→ WORK ITEM
Reproduce the full listing without a single change.
[MATERIAL PROVIDED]
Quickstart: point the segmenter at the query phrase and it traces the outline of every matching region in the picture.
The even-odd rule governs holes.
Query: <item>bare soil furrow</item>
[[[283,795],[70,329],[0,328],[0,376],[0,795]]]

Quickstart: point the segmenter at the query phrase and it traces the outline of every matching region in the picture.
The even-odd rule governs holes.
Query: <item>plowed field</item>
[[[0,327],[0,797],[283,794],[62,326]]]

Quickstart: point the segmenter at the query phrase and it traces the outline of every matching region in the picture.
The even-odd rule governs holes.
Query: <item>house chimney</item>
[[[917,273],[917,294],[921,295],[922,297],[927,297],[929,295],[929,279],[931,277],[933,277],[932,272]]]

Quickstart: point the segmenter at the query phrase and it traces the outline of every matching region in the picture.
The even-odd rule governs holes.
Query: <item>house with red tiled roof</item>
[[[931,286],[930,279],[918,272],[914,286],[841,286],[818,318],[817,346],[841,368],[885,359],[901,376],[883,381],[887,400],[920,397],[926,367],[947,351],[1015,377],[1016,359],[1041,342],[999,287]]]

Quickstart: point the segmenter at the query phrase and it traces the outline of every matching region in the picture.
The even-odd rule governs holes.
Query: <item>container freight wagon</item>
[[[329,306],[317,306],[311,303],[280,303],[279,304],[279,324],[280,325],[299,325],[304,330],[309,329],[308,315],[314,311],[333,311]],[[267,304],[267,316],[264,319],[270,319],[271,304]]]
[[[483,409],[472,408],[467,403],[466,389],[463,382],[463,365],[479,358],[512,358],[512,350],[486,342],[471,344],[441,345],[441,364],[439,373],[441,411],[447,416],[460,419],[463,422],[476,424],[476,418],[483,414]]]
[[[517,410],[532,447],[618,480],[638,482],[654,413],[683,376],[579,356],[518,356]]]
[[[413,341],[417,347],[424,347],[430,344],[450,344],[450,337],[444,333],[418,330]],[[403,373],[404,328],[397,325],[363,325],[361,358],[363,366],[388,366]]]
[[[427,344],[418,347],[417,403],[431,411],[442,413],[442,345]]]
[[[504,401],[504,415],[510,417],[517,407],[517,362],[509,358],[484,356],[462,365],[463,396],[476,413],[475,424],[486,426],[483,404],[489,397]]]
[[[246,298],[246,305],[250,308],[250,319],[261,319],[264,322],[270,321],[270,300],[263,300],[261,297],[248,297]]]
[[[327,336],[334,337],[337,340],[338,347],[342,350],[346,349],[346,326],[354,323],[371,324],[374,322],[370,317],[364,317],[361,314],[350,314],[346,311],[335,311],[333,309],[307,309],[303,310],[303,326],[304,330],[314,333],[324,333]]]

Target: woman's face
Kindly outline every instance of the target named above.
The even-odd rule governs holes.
[/MATERIAL PROVIDED]
→ TASK RESULT
Quickstart: point the segmenter at the query phrase and it traces the outline of every matching region in the picture.
The even-odd rule governs holes.
Query: <item>bare soil furrow</item>
[[[283,795],[70,329],[0,328],[0,376],[0,795]]]

Quickstart: point the segmenter at the query phrase and it traces the outline of every matching region in the picture.
The even-odd rule governs holes.
Query: <item>plowed field</item>
[[[0,327],[0,797],[283,794],[62,326]]]

Quickstart: point the segmenter at the query phrase and it traces the outline of every matching region in the picture.
The even-odd rule governs holes.
Query: <item>house chimney</item>
[[[917,273],[917,294],[921,295],[922,297],[927,297],[929,295],[929,279],[931,277],[933,277],[932,272]]]

Quickstart: point the segmenter at the query phrase and it traces the outline of every matching region in the picture.
The even-odd rule governs holes.
Query: <item>house with red tiled roof</item>
[[[931,286],[930,279],[918,272],[914,286],[841,286],[818,318],[817,346],[841,368],[885,359],[901,376],[883,381],[887,400],[920,397],[926,367],[947,351],[1015,377],[1016,359],[1041,342],[999,287]]]

Quickstart: point the segmenter at the query phrase and it traces the outline of every matching region in the picture.
The even-odd rule governs holes.
Query: <item>container freight wagon</item>
[[[329,306],[317,306],[311,303],[280,303],[279,304],[279,324],[280,325],[299,325],[304,330],[309,329],[308,315],[314,311],[333,311]],[[267,304],[267,316],[264,319],[270,319],[271,304]]]
[[[483,409],[472,408],[467,403],[466,389],[463,382],[463,365],[479,358],[512,358],[512,350],[486,342],[471,344],[441,345],[441,364],[439,373],[441,411],[447,416],[460,419],[463,422],[476,424],[476,418],[483,414]]]
[[[517,410],[532,447],[618,480],[638,482],[654,413],[683,376],[579,356],[518,356]]]
[[[413,341],[417,347],[424,347],[430,344],[450,344],[450,337],[444,333],[418,330]],[[403,373],[404,328],[397,325],[363,325],[361,358],[363,366],[388,366]]]
[[[427,344],[418,347],[417,403],[431,411],[442,413],[442,345]]]
[[[504,401],[504,415],[510,417],[517,407],[517,362],[509,358],[484,356],[462,365],[463,396],[476,413],[475,424],[486,426],[483,404],[489,397]]]
[[[246,298],[246,305],[250,308],[250,319],[261,319],[264,322],[270,321],[270,300],[263,300],[261,297],[248,297]]]
[[[327,336],[334,337],[337,340],[338,347],[342,350],[346,349],[346,326],[354,323],[371,324],[374,322],[370,317],[364,317],[361,314],[350,314],[346,311],[335,311],[333,309],[307,309],[303,310],[303,326],[304,330],[314,333],[324,333]]]

Target: woman's face
Kindly outline every instance of the target named above.
The even-odd rule governs holes.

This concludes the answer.